| Quoted text |

— BEGIN —

The Australian Federal Treasurer has announced that the government is undertaking a review of competition policy settings. This review will consider the ACCC's proposal to introduce a mandatory merger filing regime, which suggested that merger filing would be required where either the acquirer or target has a turnover of AUD 400 million or where the global transaction value of the deal exceeded AUD 35 million.

Types of transactions to file – what constitutes a merger

9) Is there a general definition of transactions subject to merger control?

Section 50 of the CCA applies to any acquisition of shares in the capital of a body corporate or any acquisition of assets. Assets need not constitute a business to be caught by section 50. 

10) Is "change of control" of a business required?

No, a "change of control" is not required for a merger to be captured by section 50.

However, note that section 50A of the CCA (which has never been applied) concerning acquisitions that occur outside of Australia but which have an effect on a market for goods or services in Australia, does refer to the acquisition of a controlling interest. 

11) How is “control” defined?

— END —

| What to do |
A. Answer these questions from the text on Australian merger control:
(i) Under the ACCC's proposal, what turnover of the acquirer or target would require a merger filing?
(ii) Must assets constitute a business to be caught by section 50?
(iii) Which section of the CCA refers to the acquisition of a controlling interest?
B. Carry on the text on Australian merger control from its last line.

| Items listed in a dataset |
— BEGIN —

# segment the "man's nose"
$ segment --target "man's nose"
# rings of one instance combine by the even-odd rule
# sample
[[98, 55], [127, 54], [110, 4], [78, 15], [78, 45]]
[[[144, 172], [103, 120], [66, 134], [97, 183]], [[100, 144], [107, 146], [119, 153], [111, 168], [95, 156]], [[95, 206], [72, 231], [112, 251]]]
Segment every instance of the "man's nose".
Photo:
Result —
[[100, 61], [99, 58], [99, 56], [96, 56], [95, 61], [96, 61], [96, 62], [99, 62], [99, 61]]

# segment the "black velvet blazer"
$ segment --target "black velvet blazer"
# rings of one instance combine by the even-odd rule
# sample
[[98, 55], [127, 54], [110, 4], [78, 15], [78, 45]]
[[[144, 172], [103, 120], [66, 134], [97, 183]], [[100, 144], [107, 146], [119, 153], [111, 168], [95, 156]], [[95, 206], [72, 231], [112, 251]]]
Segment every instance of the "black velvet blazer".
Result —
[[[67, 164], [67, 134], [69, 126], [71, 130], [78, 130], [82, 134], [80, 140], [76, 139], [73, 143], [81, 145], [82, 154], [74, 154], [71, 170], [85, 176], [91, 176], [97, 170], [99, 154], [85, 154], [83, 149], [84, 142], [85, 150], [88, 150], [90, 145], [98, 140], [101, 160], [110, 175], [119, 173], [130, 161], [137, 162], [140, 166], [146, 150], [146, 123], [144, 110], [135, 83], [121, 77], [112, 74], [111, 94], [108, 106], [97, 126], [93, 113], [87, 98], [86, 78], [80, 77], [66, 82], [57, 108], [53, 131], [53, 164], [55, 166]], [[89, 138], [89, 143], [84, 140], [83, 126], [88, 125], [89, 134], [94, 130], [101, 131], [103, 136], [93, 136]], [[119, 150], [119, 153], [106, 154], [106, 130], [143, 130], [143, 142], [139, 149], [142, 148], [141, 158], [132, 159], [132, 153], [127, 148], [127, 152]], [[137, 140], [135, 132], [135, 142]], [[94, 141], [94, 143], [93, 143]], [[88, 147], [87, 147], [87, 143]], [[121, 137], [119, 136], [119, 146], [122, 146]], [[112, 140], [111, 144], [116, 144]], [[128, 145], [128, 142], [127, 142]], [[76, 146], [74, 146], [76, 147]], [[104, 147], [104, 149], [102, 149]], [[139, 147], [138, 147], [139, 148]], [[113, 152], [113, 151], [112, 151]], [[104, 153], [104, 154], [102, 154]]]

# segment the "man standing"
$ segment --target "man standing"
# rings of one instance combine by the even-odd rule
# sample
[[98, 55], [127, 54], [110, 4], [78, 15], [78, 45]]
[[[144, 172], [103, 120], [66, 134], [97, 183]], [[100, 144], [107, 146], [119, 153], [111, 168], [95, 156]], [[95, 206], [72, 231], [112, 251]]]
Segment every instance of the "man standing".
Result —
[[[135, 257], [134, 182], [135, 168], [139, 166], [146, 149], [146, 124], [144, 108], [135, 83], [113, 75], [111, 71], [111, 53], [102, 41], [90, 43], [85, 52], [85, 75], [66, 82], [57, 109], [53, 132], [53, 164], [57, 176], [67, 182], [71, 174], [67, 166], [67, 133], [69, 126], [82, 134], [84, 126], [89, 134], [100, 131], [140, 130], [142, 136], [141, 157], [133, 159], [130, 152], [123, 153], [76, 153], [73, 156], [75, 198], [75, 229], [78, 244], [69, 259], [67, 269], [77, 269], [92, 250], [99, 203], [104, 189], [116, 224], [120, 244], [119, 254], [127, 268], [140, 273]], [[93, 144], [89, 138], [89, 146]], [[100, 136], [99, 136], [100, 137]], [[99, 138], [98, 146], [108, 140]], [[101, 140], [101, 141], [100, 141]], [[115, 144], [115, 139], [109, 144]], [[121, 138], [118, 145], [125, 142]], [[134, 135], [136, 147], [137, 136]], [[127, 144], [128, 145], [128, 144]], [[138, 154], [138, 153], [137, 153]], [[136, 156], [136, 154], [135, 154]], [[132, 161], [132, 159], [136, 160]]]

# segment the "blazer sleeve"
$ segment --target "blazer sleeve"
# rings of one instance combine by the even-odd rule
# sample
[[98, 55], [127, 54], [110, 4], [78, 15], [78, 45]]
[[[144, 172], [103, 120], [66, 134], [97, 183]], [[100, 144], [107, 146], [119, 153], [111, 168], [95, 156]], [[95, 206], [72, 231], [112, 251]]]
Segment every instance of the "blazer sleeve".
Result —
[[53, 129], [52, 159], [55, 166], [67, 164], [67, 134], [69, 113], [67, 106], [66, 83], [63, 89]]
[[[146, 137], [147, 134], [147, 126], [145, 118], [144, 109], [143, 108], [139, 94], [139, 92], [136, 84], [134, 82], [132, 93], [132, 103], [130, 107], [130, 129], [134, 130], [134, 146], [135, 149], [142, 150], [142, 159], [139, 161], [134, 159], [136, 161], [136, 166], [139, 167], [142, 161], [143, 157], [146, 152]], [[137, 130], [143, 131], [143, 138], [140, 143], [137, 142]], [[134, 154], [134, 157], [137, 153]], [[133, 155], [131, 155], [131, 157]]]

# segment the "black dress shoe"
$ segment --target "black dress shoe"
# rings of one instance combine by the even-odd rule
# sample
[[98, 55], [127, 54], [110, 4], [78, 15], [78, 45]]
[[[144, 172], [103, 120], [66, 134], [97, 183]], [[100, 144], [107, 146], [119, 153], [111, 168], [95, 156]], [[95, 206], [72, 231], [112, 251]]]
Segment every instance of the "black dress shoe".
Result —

— END —

| Solved tasks |
A.
(i) AUD 400 million.
(ii) No.
(iii) Section 50A.

B.
"Control" is not defined in relation to the section 50 prohibition. The ACCC may review an acquisition for its effect or likely effect on competition, irrespective of whether the acquiring party will obtain control over the target or whether the target will become a subsidiary. 

12) Acquisition of a minority interest

Acquisitions of minority interests may be captured by the substantive prohibition on anticompetitive mergers and the ACCC can commence an investigation into acquisitions of minority interests that it believes may have the effect of substantially lessening competition, even where a notification has not been made. 

13) Joint ventures/joint control – which transactions constitute mergers?

Joint ventures involving the acquisition of shares or assets, and transactions involving the acquisition of joint control over shares or assets, are subject to section 50 of the CCA in the same way as other types of mergers. 

Thresholds that decide whether a merger notification must be filed

14) Which thresholds decide whether a merger notification must be filed?
(Unless explicitly stated otherwise, the thresholds described under one threshold category are not cumulative with those described under another category. Thus for instance if there is a market share threshold and a turnover threshold, it is sufficient to meet one of these, unless stated otherwise.)

a) Turnover thresholds

N/A

The competition policy review announced on 23 August 2023 will consider the ACCC's proposal to introduce a AUD 400 million turnover threshold for mandatory filing.

b) Market share thresholds

As noted in topic 8, Australia has a voluntary merger control regime and there are no requirements to file a merger notification. Nevertheless, the ACCC expects to be given the opportunity to review certain mergers that meet the thresholds outlined below.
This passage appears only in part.